**TEXT SHOWN:**
■ ■ ■ ■ ■
As the global focus on sustainable development intensifies, electric vehicles have emerged as a representative of eco-friendly transportation, with their rapid growth becoming a significant marker of the new energy vehicle industry’s transformation and upgrading. This expansion has led to a sharp increase in the number of EV charging stations. However, existing EV charging station equipment often suffers from deficiencies in safety and monitoring capabilities, primarily due to the use of 4G network communication modes that face issues like high latency and poor security, potentially posing risks to both the charging equipment and the electric vehicles. Therefore, there is an urgent need for an efficient and secure monitoring system for EV charging stations to ensure the safety of the charging process and the stable operation of the devices.
In response to this, I have designed a comprehensive monitoring system for EV charging stations based on microcontroller technology, incorporating power acquisition devices, environmental acquisition devices, relays, and RedCap communication modules. This system enables the real-time monitoring of key electrical parameters such as operating voltage, current, power, and frequency of the EV charging station, while also collecting environmental data like device temperature, ambient temperature and humidity, and atmospheric pressure. When any monitored parameter exceeds a predefined safety threshold, the system immediately controls a relay to cut off the power output and sends an alarm message to a server, thereby effectively protecting the charging equipment and the electric vehicle. Additionally, the system utilizes RedCap network technology, which supports non-cell modes and network slicing, ensuring low-latency and high-security data transmission, significantly enhancing the timeliness and reliability of EV charging station monitoring and management. The system also features dynamic adjustment of safety thresholds based on environmental conditions, further improving its flexibility and adaptability, contributing to the safe development of the electric vehicle industry.
■ ■ ■ ■ ■
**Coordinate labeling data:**
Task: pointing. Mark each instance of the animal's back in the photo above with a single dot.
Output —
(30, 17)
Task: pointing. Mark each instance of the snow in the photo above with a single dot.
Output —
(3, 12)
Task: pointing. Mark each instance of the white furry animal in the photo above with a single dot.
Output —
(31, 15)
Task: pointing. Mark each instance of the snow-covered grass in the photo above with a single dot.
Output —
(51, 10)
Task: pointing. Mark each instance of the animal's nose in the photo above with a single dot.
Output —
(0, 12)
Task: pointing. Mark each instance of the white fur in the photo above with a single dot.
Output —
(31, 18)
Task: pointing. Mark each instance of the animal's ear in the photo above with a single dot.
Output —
■ ■ ■ ■ ■
**TASKS:**
[1] Answer these questions from the charging station text:
(a) What communication mode does existing charging station equipment mainly use?
(b) What does the system do when a monitored parameter exceeds a predefined safety threshold?
(c) What environmental data does the system collect?
[2] Copy out everything in the charging station text from "As the global" down to "of the devices.", switching "4G" to "LTE".

**TASK ANSWERS:**
[1]
(a) 4G network communication.
(b) It controls a relay to cut off the power output and sends an alarm message to a server.
(c) Device temperature, ambient temperature and humidity, and atmospheric pressure.

[2]
As the global focus on sustainable development intensifies, electric vehicles have emerged as a representative of eco-friendly transportation, with their rapid growth becoming a significant marker of the new energy vehicle industry’s transformation and upgrading. This expansion has led to a sharp increase in the number of EV charging stations. However, existing EV charging station equipment often suffers from deficiencies in safety and monitoring capabilities, primarily due to the use of LTE network communication modes that face issues like high latency and poor security, potentially posing risks to both the charging equipment and the electric vehicles. Therefore, there is an urgent need for an efficient and secure monitoring system for EV charging stations to ensure the safety of the charging process and the stable operation of the devices.